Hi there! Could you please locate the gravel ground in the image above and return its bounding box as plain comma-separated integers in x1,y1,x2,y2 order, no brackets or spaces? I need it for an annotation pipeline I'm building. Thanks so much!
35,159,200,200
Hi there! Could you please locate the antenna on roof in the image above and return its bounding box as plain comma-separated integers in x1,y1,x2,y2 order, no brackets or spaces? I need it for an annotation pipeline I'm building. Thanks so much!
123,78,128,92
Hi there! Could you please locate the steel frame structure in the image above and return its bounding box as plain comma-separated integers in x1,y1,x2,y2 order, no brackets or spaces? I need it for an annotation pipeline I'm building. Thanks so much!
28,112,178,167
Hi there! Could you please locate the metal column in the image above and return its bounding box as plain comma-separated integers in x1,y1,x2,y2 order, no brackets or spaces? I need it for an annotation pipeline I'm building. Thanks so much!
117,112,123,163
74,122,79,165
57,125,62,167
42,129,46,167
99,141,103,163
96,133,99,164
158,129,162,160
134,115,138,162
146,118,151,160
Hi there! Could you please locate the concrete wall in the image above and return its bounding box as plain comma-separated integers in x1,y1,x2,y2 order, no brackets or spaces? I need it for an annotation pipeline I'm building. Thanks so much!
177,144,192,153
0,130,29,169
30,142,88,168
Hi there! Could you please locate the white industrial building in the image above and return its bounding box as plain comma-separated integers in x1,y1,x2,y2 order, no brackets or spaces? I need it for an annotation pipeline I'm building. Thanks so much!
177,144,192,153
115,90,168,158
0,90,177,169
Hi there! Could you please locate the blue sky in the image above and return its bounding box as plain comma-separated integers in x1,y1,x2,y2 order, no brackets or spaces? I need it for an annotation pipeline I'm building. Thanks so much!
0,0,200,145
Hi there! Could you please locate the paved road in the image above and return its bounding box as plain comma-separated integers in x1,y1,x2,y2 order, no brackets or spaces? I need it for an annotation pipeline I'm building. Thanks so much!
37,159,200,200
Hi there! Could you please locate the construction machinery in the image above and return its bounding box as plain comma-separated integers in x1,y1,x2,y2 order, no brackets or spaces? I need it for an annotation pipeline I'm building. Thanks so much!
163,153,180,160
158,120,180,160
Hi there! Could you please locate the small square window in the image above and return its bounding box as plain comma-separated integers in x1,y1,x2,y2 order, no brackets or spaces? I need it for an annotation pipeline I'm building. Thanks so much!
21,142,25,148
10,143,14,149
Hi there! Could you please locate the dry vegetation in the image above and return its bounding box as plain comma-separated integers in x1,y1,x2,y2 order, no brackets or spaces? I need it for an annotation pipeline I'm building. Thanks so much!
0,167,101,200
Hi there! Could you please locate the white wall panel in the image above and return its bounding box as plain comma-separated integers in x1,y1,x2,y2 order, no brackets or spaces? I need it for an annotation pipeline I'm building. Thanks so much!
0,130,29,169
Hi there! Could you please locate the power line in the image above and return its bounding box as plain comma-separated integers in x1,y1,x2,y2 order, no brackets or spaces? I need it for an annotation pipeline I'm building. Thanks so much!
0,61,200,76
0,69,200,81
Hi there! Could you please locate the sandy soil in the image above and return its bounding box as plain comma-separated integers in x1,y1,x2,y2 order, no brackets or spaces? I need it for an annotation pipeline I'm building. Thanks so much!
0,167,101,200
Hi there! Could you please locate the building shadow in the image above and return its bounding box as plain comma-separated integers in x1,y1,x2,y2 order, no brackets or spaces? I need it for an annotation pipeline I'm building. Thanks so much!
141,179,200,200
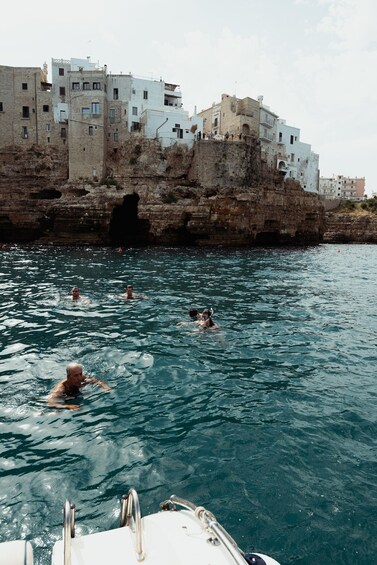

Task prompt -
Reproduce all of the material above word for word, but leave out the pictures.

The solution -
Hi there! Could you please locate the gravel ground in the image above and return its bounding box as plain comma-separated integers in x1,y1,x2,y2 order, no brackets or spaces? I need it for an annotation pipeline I'm building. Thanks so much!
35,159,200,200
Hi there! Could you please locate the antenna on roof in the image above and return its bounding box as plain comma-separated integers in x1,y1,x2,y2 order, no brackets or spaces? I need it for an annotation pipeline I'm building. Thanks so much!
123,78,128,92
Hi there! Could you please locate the steel frame structure in the image above and return its bounding box as plain comma-separated integers in x1,y1,x2,y2 order, no brackets or spaces? I need it for an annotation pipeline I'm building. Thanks so much!
28,112,178,167
Hi there! Could you please locate the metal column in the image above and return its bounding box as plain comma-separated integers in x1,y1,x2,y2 order, no brackets or spaces? I need it for an annotation pipeline I'm building. Thanks so much!
117,112,123,163
74,122,79,165
57,125,62,167
42,129,46,167
99,141,103,163
96,133,99,164
158,129,162,160
134,115,138,162
146,118,151,160
Hi there! Could you please locate the concrete wall in the image above and return its bounding box as plain comma-separated integers in x1,y1,x2,y2 order, no brackets or spaces? I need it for an annotation pipeline I'm building. Thanks so much!
177,144,192,153
0,130,29,169
30,142,88,168
Hi there! Could you please locate the white industrial building in the image above and return its bounding box as plain comma-separated integers in x1,y1,x2,y2 order, no brackets or spaces? I need it for an annotation pipeline I'm building. Thanks so much!
177,144,192,153
115,90,168,158
0,90,177,169
Hi there! Could you please locate the blue sky in the image above and return its bounding box as plain comma-separated integers in x1,y1,x2,y2 order, no brackets or spaces? I need it for an annotation pipeline I'm building. Thanks so much!
0,0,200,145
Hi there! Could you please locate the paved road in the image above and return its bounding box as plain comma-separated integers in x1,y1,x2,y2 order, no brackets or spaces? I need it for an annotation pipeline I'm building. Thanks so much!
37,159,200,200
Hi there! Could you please locate the construction machinery in the image above and return its bounding box as plain comma-separated integers in x1,y1,x2,y2 order, no brackets or spaces? I need it for an annotation pipeline I'm building. Thanks so much!
163,153,180,160
158,120,180,160
Hi there! Could you please locate the small square window in the image above and return its bounding box as plain comma-separated integers in x1,y1,x2,y2 order, no brackets or spaces? I need it for an annotation pipeline I'm building. Thanks so much!
21,142,25,148
10,143,14,149
Hi there! Could you please locate the dry vegetation in the image above and return its bounding box as plain comma-separated integers in x1,y1,x2,y2 order, no brackets or spaces? I need it for an annotation pipeline I'm building. Thanks so much!
0,167,101,200
Hi there! Could you please locate the white wall panel in the image above and return its bounding box as plain comma-separated integers in x1,y1,x2,y2 order, no brackets or spaces? I need it for an annotation pipeline I'm building. Thanks so much!
0,130,29,169
Hi there! Could you please locate the power line in the image above and return its bounding box as plain comma-separated integers in x1,y1,x2,y2 order, no brackets or spaces? I need it for an annotation pipeline I'm building. Thanks so much!
0,61,200,76
0,69,200,81
Hi there! Could you please locate the sandy soil in the image above and return its bounding box as plain comma-separated integers in x1,y1,x2,y2 order, no brackets or spaces? I need it for an annotation pipeline I'm building. Thanks so much!
0,167,101,200
Hi there! Could you please locate the building shadow in the image above and return its bounding box as plain comma-separated integers in x1,y1,x2,y2 order, no brackets or spaces? I need it for an annotation pipeline I'm building. Thanks so much!
141,179,200,200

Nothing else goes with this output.